SELECTED TEXT:
Willie Brown’s annual Election Day party is for everyone: mods, progs, democratic socialists, YIMBYs and NIMBYs, political wags and the people who love them and can’t stand them.
The festivities at John’s Grill will kick off at 11:30 a.m. Tuesday, and free food and beverages, including wine, will be served until 2 p.m. The event is expected to bring out a sizable crowd, as the guest list will likely include numerous San Francisco electeds, from Mayor London Breed, a collection of supervisors and District Attorney Brooke Jenkins to even some state figures.
But the former San Francisco mayor and speaker of the state Legislature has a particular soft spot for a certain group of attendees.
“Those who are eating—the losers—need to celebrate before it’s confirmed they lost,” Brown said with a laugh.
The luncheon’s history goes back to the ’80s, with Angelo Quaranta—a restaurateur and commissioner for various city bodies—and lobbyist and attorney Bob McCarthy overseeing the first iterations. McCarthy died in 2008 and Quaranta returned to his native Italy, leaving the event without a home until John Konstin and John Jr., the owners of John’s Grill, brought it back to life in 2015. Tuesday’s event will be the first to take place since the start of the pandemic.
“It’s something that was started not by me, by the way. I just inherited it because everybody who had been sponsoring it in the past had died,” Brown said. “So, I’ve been very careful not to be highly associated with it, because death might be the penalty.”
The menu wasn’t always so appetizing, Brown said, as the pasta sauce in the early years could have been confused with “ketchup.” Seeing a gap in the market, the Konstins recruited Brown to resurrect the luncheon into San Francisco’s biggest pasta and day-drinking political party.
Lee Houskeeper, Brown’s PR guru and an organizer of Tuesday’s event, said Tuesday’s luncheon “will be the most secure Ellis Street has ever been,” suggesting some heavy hitters could be making an appearance.
Among the highlights from past events at John’s Grill, Brown recalled the time Breed showed up on a motorized cable car while running for mayor.
“She was out campaigning and her people—being the squares that they usually are—were explaining to her why she couldn’t go to the party,” Brown said.
“And so she apparently decided, ‘Here, let me tell you, I’m going to do this. I’m going to be out working the cable cars, getting out the votes.’ So, she got a cable car—one of those motorized cable cars, not stuck on a particular track—and clearly timed it,” Brown added. “It was perfect for her start, and she had lunch at John’s Grill, and everyone loved it.”

[Items listed in a dataset]
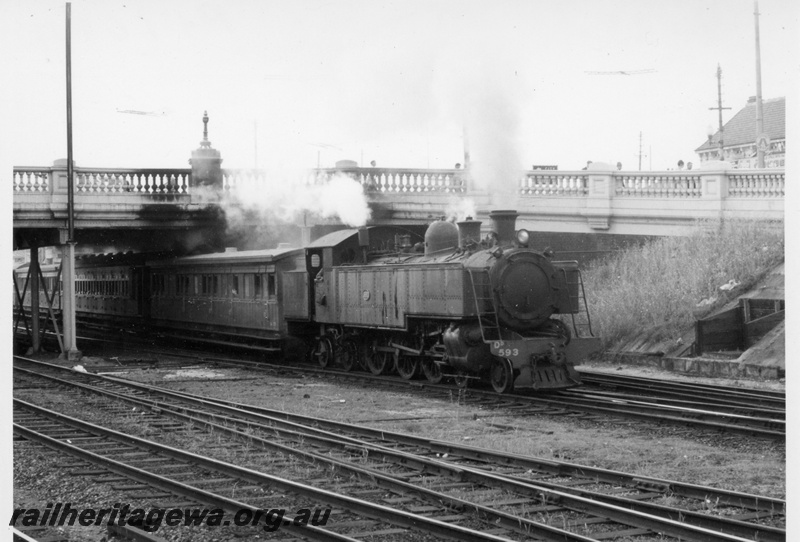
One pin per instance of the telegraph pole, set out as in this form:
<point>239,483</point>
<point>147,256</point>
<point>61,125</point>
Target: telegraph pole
<point>760,136</point>
<point>68,260</point>
<point>719,108</point>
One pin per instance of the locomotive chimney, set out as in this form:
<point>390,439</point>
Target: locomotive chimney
<point>469,231</point>
<point>503,226</point>
<point>363,242</point>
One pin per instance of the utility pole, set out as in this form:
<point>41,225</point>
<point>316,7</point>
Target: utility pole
<point>71,351</point>
<point>761,140</point>
<point>719,108</point>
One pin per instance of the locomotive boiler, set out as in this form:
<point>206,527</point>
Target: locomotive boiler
<point>452,304</point>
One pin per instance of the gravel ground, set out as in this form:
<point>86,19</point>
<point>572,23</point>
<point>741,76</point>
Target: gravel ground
<point>734,463</point>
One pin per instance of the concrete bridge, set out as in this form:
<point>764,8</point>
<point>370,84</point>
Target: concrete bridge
<point>164,208</point>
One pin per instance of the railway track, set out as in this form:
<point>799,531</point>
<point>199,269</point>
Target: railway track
<point>589,497</point>
<point>668,408</point>
<point>759,413</point>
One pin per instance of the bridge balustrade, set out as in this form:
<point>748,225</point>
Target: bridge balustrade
<point>597,200</point>
<point>670,185</point>
<point>564,183</point>
<point>102,181</point>
<point>389,180</point>
<point>756,184</point>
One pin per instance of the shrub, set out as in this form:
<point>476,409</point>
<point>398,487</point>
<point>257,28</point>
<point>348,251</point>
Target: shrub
<point>653,290</point>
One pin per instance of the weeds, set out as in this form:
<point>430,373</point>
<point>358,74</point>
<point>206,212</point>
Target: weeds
<point>653,291</point>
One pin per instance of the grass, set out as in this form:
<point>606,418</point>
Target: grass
<point>653,291</point>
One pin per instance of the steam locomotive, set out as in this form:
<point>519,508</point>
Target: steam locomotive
<point>379,298</point>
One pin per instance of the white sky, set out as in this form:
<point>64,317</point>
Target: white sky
<point>287,83</point>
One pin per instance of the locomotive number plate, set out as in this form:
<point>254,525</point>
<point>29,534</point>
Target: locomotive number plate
<point>499,349</point>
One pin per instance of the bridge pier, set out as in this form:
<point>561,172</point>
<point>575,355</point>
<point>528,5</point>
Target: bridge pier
<point>71,351</point>
<point>33,269</point>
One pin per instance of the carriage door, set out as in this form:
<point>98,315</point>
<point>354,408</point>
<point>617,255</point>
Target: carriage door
<point>317,291</point>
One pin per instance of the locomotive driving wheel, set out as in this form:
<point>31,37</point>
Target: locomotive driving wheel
<point>323,352</point>
<point>501,375</point>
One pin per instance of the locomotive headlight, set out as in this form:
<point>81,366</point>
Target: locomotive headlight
<point>523,237</point>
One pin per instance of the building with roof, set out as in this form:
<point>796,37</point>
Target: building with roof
<point>739,137</point>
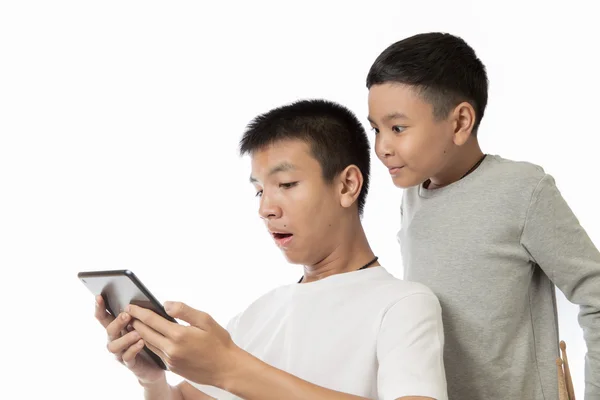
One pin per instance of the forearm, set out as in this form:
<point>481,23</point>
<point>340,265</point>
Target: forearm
<point>254,380</point>
<point>161,390</point>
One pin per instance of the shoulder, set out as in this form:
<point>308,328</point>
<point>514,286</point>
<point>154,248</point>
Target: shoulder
<point>519,174</point>
<point>395,290</point>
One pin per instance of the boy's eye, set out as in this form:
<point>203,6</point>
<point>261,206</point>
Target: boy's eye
<point>287,185</point>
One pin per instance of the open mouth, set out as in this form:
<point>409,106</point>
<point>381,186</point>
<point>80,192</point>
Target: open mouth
<point>280,236</point>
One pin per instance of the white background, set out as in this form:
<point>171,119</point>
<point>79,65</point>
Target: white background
<point>119,123</point>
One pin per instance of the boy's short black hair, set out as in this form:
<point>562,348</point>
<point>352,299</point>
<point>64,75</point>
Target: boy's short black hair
<point>443,67</point>
<point>336,137</point>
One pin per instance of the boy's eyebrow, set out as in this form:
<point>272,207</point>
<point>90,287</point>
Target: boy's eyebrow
<point>281,167</point>
<point>390,117</point>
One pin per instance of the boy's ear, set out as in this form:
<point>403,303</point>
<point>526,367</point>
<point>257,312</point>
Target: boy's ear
<point>351,181</point>
<point>464,120</point>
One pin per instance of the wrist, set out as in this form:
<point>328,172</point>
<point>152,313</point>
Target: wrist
<point>156,383</point>
<point>240,369</point>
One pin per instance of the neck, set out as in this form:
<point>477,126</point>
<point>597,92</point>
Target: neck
<point>461,163</point>
<point>352,252</point>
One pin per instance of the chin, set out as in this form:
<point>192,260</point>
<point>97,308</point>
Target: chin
<point>293,258</point>
<point>405,183</point>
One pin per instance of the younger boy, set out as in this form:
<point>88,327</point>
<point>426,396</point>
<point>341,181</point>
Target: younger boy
<point>491,237</point>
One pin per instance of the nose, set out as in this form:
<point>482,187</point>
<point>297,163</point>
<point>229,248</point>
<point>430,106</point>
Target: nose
<point>383,146</point>
<point>268,208</point>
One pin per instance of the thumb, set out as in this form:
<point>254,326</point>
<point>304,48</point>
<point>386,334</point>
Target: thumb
<point>188,314</point>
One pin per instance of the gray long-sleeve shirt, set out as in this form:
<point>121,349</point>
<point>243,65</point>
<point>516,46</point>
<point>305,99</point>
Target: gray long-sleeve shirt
<point>492,246</point>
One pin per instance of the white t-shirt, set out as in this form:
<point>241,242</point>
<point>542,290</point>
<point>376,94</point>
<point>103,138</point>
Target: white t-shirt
<point>365,333</point>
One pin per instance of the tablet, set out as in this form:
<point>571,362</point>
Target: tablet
<point>120,288</point>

REQUIREMENT: Echo the passage from the Election Day party article, starting at "Willie Brown’s annual" and ending at "group of attendees.".

WRITTEN SOLUTION:
Willie Brown’s annual Election Day party is for everyone: mods, progs, democratic socialists, YIMBYs and NIMBYs, political wags and the people who love them and can’t stand them.
The festivities at John’s Grill will kick off at 11:30 a.m. Tuesday, and free food and beverages, including wine, will be served until 2 p.m. The event is expected to bring out a sizable crowd, as the guest list will likely include numerous San Francisco electeds, from Mayor London Breed, a collection of supervisors and District Attorney Brooke Jenkins to even some state figures.
But the former San Francisco mayor and speaker of the state Legislature has a particular soft spot for a certain group of attendees.